Indy CFO Spotlight – John Oblazney

I recently sat down with Herff Jones Chief Financial Officer John Oblazney to discuss his career and learn more about how he has become arguably one of the top CFOs in Indianapolis. Although it was late afternoon, Oblazney had already worked close to 12 hours, and was planning to squeeze in nine holes afterwards before calling it a day.

KB:  Thanks for making the time to chat.

JO:  My pleasure.

 

KB:  Walk me through your career.  How’d you get to “here”?

JO:  I graduated from college and took a job with Coopers & Lybrand (now PwC) in Detroit.  After three years there, I joined the Financial Leadership Development Program at Cooper Industries in Houston Texas and soon found myself as the Plant Controller of a one million square foot manufacturing facility in Syracuse, New York.  While I was there, that facility went through a three-year lean transformation which changed the way I viewed the world; it taught me the importance of adding value every day.  I was with Cooper for seven years, during which I was promoted to Group Controller and I earned my MBA from Syracuse.  I then was recruited and hired by United Technologies – Carrier Division.  Things at UTC also moved fast and I became one of the youngest finance executives in the company.  UTC moved my family from Syracuse to Indianapolis to transform the finance organization there and oversee a major product overhaul that the company was going through.  One of my goals was to become a public company CFO, so when HURCO came calling in 2006, it was an opportunity I couldn’t say “no” to.  The opportunity to be CFO of a publicly-traded, global company – based in Indianapolis – was perfect for me.  HURCO was a great experience and I learned a ton; especially as we guided the company successfully through the Great Recession and expanded into new global markets.  After eight years there, I had developed my Corporate Controller to the point where she was ready to be a CFO.  So I exited HURCO and took the President’s job at Quality Printing (now OnePoint).  We grew the company and had a successful acquisition there and then I was approached by CharlesBank about becoming the CFO at Herff.

 

KB: You’ve had some great jobs in this market.

JO:  I’ve been blessed.

 

KB:  What intrigued you about the Herff role, and how are you enjoying it?

JO:   This is my first private equity experience, and I have to say it’s my most enjoyable and fulfilling experience I have had at this point in my career.  In private equity, it’s not about winning the sprint; but about winning the marathon.

 

KB:  What do you mean by that?

JO:  In a public company, there is so much energy and effort expended to make the quarterly number, versus constantly focusing on building a great company and creating long term value.  An increased amount of momentum can be gained when you are not dealing with end of quarter distractions, lengthy reporting requirements and increasing regulations.

▶ **Supplied records**:
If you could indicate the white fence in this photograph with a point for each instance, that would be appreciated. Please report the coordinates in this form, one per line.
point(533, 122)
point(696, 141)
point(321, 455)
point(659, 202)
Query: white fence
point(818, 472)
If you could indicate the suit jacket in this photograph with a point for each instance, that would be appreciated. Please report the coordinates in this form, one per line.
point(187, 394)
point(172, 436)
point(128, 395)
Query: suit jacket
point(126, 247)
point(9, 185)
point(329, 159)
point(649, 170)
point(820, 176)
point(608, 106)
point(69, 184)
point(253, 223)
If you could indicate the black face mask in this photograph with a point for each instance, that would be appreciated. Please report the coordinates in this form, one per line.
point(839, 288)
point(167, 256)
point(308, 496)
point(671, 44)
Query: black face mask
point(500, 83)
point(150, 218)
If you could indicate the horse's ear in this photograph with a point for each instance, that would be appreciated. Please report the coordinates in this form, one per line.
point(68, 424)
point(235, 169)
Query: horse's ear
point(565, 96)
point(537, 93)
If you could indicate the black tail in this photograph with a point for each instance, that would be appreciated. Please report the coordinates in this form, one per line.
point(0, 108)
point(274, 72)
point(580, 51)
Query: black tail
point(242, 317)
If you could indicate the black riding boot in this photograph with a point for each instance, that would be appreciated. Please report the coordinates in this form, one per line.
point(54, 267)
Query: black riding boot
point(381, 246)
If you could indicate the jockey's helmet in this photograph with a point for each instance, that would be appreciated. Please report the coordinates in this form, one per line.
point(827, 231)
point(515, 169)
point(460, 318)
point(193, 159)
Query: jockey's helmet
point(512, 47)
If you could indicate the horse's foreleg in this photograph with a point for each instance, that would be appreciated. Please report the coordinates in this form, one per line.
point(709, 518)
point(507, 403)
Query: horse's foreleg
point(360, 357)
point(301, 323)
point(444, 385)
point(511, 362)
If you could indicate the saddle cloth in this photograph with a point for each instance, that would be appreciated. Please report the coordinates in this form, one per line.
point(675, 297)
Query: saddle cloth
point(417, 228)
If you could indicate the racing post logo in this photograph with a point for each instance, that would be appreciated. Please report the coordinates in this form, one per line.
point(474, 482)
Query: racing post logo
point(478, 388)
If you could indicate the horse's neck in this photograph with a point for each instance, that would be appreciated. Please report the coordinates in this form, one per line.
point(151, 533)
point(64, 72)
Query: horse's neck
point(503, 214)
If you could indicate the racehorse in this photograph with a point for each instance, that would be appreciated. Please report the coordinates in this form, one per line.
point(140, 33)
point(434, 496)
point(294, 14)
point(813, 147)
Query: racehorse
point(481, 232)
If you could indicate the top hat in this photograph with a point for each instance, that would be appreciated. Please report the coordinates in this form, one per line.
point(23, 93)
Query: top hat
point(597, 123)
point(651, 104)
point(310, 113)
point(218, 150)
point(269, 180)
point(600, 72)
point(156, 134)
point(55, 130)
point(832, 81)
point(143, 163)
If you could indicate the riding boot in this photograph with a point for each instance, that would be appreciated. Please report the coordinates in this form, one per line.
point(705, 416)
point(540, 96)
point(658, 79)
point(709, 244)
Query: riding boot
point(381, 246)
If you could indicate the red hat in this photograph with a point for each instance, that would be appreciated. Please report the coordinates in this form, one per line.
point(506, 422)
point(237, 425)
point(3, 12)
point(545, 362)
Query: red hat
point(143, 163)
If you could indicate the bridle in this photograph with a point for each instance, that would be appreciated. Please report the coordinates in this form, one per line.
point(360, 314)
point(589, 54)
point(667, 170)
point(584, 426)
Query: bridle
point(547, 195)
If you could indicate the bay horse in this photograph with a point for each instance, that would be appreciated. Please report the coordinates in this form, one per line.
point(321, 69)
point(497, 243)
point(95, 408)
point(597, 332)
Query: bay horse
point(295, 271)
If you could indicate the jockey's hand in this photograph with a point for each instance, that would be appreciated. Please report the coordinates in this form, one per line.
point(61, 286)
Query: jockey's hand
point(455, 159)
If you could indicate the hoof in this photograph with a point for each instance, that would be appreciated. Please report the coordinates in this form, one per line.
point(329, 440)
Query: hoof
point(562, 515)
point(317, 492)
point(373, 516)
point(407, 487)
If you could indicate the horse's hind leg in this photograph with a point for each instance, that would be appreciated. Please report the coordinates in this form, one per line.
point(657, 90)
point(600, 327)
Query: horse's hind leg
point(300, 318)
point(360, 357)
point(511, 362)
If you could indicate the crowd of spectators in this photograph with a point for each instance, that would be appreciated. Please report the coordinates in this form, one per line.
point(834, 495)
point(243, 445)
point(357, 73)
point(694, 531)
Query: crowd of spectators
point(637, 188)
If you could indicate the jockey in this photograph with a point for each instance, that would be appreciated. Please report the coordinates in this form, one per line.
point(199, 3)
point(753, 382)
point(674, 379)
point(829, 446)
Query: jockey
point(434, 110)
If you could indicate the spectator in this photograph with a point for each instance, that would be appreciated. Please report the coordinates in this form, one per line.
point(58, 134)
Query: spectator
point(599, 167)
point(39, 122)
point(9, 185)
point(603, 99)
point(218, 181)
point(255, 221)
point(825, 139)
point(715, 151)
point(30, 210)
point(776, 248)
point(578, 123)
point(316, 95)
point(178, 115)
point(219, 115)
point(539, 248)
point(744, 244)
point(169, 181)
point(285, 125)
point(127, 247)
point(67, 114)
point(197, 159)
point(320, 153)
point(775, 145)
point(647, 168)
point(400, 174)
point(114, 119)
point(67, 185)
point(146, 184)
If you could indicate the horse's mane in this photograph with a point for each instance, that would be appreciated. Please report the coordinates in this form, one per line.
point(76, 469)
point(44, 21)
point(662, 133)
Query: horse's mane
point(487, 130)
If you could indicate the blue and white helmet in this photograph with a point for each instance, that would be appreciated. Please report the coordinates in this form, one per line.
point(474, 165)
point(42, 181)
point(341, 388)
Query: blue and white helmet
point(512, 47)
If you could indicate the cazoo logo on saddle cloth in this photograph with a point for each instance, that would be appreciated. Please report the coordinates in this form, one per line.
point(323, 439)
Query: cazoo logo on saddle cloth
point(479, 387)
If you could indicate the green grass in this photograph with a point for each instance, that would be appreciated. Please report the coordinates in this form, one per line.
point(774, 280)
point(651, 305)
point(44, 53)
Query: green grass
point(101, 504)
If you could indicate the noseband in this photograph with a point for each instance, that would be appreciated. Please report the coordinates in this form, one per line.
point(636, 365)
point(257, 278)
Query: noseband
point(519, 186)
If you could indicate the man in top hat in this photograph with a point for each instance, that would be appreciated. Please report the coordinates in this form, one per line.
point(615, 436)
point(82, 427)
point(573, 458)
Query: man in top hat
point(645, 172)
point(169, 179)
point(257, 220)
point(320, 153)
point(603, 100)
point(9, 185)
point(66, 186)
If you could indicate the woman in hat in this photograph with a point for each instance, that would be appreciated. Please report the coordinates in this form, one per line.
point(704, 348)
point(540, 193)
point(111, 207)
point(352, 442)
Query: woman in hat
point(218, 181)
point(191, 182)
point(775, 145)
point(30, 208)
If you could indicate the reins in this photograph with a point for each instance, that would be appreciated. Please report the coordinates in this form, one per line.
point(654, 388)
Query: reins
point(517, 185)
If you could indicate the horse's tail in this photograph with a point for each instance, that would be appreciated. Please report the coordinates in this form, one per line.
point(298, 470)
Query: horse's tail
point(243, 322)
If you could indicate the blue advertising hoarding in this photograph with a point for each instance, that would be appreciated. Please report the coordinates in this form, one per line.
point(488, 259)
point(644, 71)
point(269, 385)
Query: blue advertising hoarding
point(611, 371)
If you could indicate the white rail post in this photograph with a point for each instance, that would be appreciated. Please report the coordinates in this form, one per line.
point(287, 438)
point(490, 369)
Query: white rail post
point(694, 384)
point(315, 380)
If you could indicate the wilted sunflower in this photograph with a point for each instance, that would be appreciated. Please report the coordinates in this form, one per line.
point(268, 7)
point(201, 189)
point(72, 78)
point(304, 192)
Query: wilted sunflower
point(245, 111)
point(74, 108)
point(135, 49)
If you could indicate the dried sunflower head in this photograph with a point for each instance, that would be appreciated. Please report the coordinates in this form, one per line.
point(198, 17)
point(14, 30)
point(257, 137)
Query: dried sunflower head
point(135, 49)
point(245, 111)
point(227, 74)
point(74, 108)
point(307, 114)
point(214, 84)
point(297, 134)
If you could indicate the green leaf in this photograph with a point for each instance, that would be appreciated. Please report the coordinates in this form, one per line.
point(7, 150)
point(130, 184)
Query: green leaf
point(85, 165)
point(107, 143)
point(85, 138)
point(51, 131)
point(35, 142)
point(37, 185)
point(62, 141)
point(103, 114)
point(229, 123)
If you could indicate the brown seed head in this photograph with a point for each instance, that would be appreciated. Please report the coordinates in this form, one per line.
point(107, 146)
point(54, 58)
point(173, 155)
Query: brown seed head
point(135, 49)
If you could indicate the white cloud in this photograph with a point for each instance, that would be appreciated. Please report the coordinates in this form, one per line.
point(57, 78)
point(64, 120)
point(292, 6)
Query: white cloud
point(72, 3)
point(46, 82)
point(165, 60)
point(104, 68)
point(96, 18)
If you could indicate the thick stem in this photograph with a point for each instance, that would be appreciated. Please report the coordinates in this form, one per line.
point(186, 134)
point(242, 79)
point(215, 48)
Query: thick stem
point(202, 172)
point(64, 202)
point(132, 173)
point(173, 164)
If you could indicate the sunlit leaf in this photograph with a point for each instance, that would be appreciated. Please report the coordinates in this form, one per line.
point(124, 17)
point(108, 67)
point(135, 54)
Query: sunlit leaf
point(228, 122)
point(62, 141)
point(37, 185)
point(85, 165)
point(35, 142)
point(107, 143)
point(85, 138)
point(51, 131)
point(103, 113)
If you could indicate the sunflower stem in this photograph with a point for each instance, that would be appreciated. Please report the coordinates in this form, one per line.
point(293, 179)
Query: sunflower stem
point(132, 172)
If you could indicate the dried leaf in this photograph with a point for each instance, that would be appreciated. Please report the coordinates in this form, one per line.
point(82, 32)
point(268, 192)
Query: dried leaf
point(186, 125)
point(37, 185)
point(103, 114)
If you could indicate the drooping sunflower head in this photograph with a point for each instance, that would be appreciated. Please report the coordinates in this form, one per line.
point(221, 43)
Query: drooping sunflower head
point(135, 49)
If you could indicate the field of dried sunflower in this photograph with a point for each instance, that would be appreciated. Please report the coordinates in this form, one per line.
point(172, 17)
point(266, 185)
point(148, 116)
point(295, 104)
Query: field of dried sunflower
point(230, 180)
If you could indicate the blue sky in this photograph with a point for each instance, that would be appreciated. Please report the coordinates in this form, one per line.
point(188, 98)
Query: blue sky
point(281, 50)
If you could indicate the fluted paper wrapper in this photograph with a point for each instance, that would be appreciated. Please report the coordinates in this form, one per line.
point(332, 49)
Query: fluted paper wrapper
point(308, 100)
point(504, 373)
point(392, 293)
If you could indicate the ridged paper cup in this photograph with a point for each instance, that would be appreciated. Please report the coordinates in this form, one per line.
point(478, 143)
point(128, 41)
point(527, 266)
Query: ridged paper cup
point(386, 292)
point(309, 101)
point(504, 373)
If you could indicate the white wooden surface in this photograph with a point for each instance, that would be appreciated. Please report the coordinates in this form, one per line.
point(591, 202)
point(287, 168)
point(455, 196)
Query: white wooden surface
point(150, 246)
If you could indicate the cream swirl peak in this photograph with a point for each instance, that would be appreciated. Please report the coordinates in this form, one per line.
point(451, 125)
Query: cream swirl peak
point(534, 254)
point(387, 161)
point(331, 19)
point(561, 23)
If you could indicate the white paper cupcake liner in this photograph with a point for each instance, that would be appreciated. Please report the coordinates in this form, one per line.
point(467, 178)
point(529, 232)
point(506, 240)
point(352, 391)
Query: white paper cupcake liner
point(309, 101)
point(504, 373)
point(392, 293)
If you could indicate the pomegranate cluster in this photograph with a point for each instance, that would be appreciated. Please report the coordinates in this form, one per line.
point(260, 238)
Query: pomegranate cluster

▶ **Goal 1**: Reproduce word for word the passage of the interview from "JO:  I’ve been" to "mean by that?".
▶ **Goal 2**: Replace "suit jacket" with "blazer" in the rows from the first line through the line with "point(253, 223)", and return only those lines with nothing else changed.

▶ **Expected answer 1**:
JO:  I’ve been blessed.

 

KB:  What intrigued you about the Herff role, and how are you enjoying it?

JO:   This is my first private equity experience, and I have to say it’s my most enjoyable and fulfilling experience I have had at this point in my career.  In private equity, it’s not about winning the sprint; but about winning the marathon.

 

KB:  What do you mean by that?

▶ **Expected answer 2**:
If you could indicate the white fence in this photograph with a point for each instance, that would be appreciated. Please report the coordinates in this form, one per line.
point(533, 122)
point(696, 141)
point(321, 455)
point(659, 202)
Query: white fence
point(818, 472)
If you could indicate the blazer in this photograph with a point for each instance, that would be appreciated. Please report the coordinates in this form, one per line.
point(187, 394)
point(172, 436)
point(128, 395)
Query: blazer
point(126, 247)
point(9, 185)
point(329, 159)
point(649, 170)
point(820, 176)
point(608, 106)
point(69, 184)
point(253, 223)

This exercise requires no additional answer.